CONSIGNE: Poursuivez le texte sur la publication des indicateurs des lycées, en reprenant juste après sa dernière phrase.
======== TEXTE FOURNI
Alors que le programme du candidat UMP demande la généralisation de la publication des résultats des établissements scolaires, revenons sur l’impact des indicateurs des lycées.

Dans quelques années peut-être, regarderons-nous le chemin parcouru et, nous retournant, nous dirons : « tout a commencé là ». Comme la plupart des grandes réformes, la décision de publier les indicateurs des lycées s’est faite sans loi, sans décret, par la seule volonté d’un pouvoir politique autrement jaloux de conserver d’autres statistiques. Pourtant elle a peut-être posé la première pierre d’une reconstruction de l’école sur d’autres principes.

Aujourd’hui, quand on interroge les acteurs de cette publication, Michel Quéré, directeur de la Depp (le service statistique du ministère de l’éducation nationale) nous dit qu’elle « aide les familles à utiliser efficacement l’offre de formation locale ». Jean-Michel Blanquer, le puissant patron de l’enseignement scolaire explique qu’elle  » crée une culture de l’évaluation ». Deux réponses que l’on pourra trouver en net décalage par rapport au phénomène médiatique qui accompagne la sortie des statistiques aussi bien sur le site ministériel que dans les médias. Et si on allait y voir de plus près ?
================
======== DONNÉES FOURNIES
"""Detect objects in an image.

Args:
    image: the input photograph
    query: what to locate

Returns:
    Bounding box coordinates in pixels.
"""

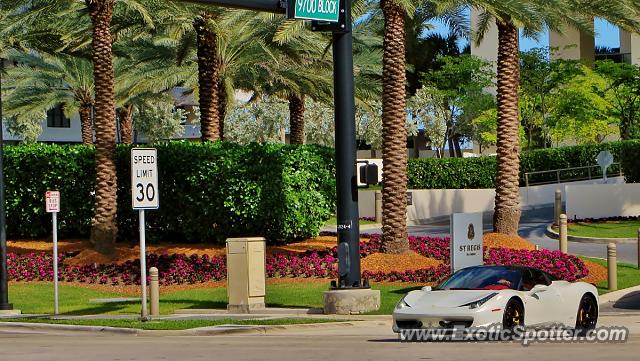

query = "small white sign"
[451,213,483,272]
[44,191,60,213]
[131,148,160,209]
================
RÉSULTAT:
Comment les parents utilisent-ils les indicateurs ? En publiant ces données sur l’accès au bac, le ministère prend le risque de (ou souhaite ?) créer une véritable concurrence entre établissements. Est-ce ce qui se passe ? En 2009, les travaux d’Agnès Van Zanten (Choisir son école, Le lien social, Puf, 2009, 284 p), montraient que les parents ont leur propre critère de choix. « Certes, les évolutions du marché du travail ainsi que les modalités d’orientation dans le système scolaire poussent beaucoup de parents à se soucier particulièrement de la capacité des établissements à améliorer le « niveau » de leurs enfants » nous déclarait Agnès Van Zanten. « Pourtant les parents des classes moyennes ne font pas que des choix « instrumentaux ». Ils font aussi des choix « expressifs », c’est-à-dire orientés vers le bien-être, le bonheur et le développement global de leur enfant ». Pourtant, si quelques médias tentent de diversifier les modes de lecture des indicateurs, comme Le Monde, c’est bien le classement que publient majoritairement les médias et que cherchent les parents. La course est lancée pour placer son enfant dans l’établissement le mieux classé même quand sa plus-value pédagogique est faible ou négative ce qui est le cas de nombre de ces établissements.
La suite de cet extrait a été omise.